» **Texto proporcionado**
===

Como la caja de Pandora de la mitología griega, desde hace casi ocho años, una real se destapó en México con el caso Ayotzinapa, tras los hechos relativos a los 43 estudiantes de la Escuela Normal de esa localidad que en la noche del 26 de septiembre de 2014, desaparecieron en la ciudad mexicana de Iguala, en el estado de Guerrero, y nunca más se supo de 40 de ellos.
La vuelta del suceso a los planos estelares del escenario mediático la trajo la calificación de “Crimen de Estado”, dado por la Comisión de la Verdad, encargada de la pesquisa ordenada por Andrés Manuel López Obrador desde su llegada a la presidencia de la nación hace cuatro años.
El dictamen, hecho público en días pasado, se centra en la implicación de funcionarios del “más alto nivel del gobierno” en el hecho, informó el subsecretario de Derechos Humanos, Alejandro Encinas, quien encabeza la indagación designado por el presidente López Obrador, del Movimiento Regeneración Nacional (Morena).

===

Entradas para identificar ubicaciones

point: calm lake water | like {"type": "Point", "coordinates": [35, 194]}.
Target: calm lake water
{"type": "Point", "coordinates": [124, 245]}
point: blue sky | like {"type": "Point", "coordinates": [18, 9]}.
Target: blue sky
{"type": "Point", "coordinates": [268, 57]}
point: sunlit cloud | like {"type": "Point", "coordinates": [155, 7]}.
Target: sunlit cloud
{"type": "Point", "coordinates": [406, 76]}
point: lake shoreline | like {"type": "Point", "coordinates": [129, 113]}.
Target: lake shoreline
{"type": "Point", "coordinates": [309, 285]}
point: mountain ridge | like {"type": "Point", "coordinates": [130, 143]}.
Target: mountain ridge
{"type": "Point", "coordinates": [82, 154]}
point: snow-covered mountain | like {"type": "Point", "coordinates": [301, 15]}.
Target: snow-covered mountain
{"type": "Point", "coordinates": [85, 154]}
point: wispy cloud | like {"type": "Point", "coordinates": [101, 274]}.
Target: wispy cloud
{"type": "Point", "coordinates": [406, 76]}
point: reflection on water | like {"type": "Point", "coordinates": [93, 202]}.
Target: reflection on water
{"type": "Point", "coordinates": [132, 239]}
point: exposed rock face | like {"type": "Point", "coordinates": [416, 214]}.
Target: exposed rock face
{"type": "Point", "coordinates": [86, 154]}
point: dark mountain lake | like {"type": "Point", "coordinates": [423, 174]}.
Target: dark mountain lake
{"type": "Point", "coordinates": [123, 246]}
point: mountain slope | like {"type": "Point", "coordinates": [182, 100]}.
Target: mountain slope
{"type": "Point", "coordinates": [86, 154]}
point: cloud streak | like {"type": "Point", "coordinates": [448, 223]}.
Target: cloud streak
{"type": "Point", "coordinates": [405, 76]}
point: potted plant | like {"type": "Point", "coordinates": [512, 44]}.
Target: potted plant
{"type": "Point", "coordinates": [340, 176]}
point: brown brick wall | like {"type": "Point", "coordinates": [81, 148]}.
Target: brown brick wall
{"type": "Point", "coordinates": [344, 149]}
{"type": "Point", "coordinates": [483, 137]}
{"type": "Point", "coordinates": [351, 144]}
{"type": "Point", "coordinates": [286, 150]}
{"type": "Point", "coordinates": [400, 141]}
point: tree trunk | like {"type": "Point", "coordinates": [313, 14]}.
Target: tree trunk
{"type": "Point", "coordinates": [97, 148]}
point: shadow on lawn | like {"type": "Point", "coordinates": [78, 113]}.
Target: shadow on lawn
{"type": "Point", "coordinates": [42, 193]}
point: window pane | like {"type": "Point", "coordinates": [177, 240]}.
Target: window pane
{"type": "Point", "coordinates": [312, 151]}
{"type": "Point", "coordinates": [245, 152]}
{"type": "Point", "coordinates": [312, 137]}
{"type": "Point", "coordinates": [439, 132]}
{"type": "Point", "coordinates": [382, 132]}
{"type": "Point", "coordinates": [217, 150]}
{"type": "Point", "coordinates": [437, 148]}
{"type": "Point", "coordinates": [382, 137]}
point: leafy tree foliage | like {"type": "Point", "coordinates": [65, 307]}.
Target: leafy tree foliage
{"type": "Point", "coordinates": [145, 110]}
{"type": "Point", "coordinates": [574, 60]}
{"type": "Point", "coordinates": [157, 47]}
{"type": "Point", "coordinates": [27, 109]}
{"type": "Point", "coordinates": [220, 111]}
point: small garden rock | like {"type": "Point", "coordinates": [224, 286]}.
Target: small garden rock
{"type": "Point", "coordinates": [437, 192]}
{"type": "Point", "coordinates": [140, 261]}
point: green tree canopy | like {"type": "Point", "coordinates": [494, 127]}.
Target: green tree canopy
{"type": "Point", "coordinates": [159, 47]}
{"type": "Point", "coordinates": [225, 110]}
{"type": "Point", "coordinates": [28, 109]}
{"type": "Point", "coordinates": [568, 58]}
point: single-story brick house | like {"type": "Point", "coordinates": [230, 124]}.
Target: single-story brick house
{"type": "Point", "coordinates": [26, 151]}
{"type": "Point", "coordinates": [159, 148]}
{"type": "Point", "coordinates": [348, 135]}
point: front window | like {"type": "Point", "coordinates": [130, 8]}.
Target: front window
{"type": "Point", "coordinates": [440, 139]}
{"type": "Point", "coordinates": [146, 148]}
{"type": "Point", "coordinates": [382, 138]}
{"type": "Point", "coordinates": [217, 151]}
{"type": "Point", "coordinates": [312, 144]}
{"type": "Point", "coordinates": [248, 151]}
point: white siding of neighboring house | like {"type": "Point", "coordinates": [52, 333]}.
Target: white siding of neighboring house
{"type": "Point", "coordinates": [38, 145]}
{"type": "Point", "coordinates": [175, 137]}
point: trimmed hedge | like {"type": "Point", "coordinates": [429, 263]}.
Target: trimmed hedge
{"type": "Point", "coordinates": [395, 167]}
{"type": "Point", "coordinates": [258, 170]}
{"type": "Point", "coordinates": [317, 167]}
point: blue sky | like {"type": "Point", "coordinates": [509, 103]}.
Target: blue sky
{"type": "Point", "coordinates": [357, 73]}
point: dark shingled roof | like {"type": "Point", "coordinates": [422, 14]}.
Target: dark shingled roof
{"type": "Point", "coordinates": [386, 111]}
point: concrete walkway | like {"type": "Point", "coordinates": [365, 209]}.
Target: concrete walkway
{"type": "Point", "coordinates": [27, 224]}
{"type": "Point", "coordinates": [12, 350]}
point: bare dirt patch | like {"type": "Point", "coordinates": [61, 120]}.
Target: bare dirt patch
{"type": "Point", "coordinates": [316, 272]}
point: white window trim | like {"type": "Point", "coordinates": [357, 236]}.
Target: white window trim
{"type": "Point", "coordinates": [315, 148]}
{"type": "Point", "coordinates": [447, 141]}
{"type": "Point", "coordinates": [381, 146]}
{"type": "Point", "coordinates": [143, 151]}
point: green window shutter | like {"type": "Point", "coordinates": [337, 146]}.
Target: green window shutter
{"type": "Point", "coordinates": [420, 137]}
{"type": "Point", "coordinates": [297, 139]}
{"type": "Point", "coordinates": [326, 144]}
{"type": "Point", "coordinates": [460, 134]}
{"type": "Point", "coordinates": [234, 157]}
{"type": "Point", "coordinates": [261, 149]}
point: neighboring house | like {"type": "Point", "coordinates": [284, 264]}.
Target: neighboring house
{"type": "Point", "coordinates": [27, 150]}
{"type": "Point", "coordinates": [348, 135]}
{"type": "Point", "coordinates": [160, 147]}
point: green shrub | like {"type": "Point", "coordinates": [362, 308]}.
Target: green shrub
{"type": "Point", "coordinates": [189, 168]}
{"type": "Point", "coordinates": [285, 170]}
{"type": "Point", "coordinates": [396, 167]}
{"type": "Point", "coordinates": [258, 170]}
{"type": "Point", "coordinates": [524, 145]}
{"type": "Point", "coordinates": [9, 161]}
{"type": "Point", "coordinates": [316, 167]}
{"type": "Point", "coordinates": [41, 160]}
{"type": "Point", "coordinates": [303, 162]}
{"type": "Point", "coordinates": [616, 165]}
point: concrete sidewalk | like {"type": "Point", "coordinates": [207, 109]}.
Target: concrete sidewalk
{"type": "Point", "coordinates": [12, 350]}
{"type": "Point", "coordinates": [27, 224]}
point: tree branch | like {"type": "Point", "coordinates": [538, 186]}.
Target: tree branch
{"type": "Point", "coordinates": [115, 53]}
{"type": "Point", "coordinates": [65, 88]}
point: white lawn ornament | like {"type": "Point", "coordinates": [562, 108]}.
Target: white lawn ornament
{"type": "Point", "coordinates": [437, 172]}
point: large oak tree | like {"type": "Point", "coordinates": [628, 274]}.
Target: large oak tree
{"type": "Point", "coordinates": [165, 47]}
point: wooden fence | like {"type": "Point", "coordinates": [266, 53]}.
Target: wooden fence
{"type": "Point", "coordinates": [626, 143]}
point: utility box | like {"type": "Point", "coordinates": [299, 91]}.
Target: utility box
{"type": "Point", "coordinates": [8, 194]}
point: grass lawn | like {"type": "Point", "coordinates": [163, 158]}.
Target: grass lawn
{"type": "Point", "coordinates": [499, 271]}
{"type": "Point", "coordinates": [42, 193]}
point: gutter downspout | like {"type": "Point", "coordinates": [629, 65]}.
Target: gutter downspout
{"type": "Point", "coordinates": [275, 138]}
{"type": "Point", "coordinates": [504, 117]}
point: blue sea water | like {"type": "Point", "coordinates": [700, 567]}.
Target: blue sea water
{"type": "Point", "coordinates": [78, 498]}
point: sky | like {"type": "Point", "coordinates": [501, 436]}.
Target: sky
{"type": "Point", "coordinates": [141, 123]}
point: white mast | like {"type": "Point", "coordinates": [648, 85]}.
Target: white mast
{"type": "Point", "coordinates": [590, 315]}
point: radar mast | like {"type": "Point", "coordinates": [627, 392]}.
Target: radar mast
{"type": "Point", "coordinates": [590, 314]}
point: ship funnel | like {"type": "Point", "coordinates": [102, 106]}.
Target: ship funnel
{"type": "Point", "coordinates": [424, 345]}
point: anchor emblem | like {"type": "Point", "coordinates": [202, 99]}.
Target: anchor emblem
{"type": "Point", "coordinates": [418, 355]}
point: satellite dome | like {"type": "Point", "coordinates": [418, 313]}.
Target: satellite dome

===

» **Tareas pendientes**
• A. Según el texto sobre el caso Ayotzinapa, ¿qué hizo que el caso volviera a ocupar un lugar destacado en los medios? Responde en una a tres oraciones.
• B. Responde estas preguntas con datos del texto sobre el caso Ayotzinapa:
(i) ¿En qué fecha desaparecieron los estudiantes?
(ii) ¿En qué ciudad y en qué estado ocurrió la desaparición?
(iii) ¿Quién encabeza la indagación y qué cargo tiene?
• C. Prosigue el texto sobre el caso Ayotzinapa a partir de su última oración.

» **Tareas resueltas**
• A. El caso volvió a destacar en los medios porque la Comisión de la Verdad lo calificó de "Crimen de Estado". Esa comisión está a cargo de la investigación que ordenó Andrés Manuel López Obrador al llegar a la presidencia. Su dictamen señala la implicación de funcionarios del "más alto nivel del gobierno".

• B.
(i) En la noche del 26 de septiembre de 2014.
(ii) En la ciudad de Iguala, en el estado de Guerrero.
(iii) La encabeza Alejandro Encinas, subsecretario de Derechos Humanos.

• C.
Con ello cae por tierra el primer informe oficial denominado “Verdad histórica”, con el cual la anterior administración del entonces mandatario Enrique Peña Nieto (2012-2018), del Partido Revolucionario Institucional (PRI), creyó cerrar las averiguaciones y el expediente del delito.
Familiares de los desaparecidos, analistas, peritos y una parte importante de la opinión pública local consideraban que la “Verdad histórica” fue una acción destinada a cerrar el crimen lo antes posible para que el fuego que provocaba el escándalo no llegara finalmente a las oficinas del gobierno federal.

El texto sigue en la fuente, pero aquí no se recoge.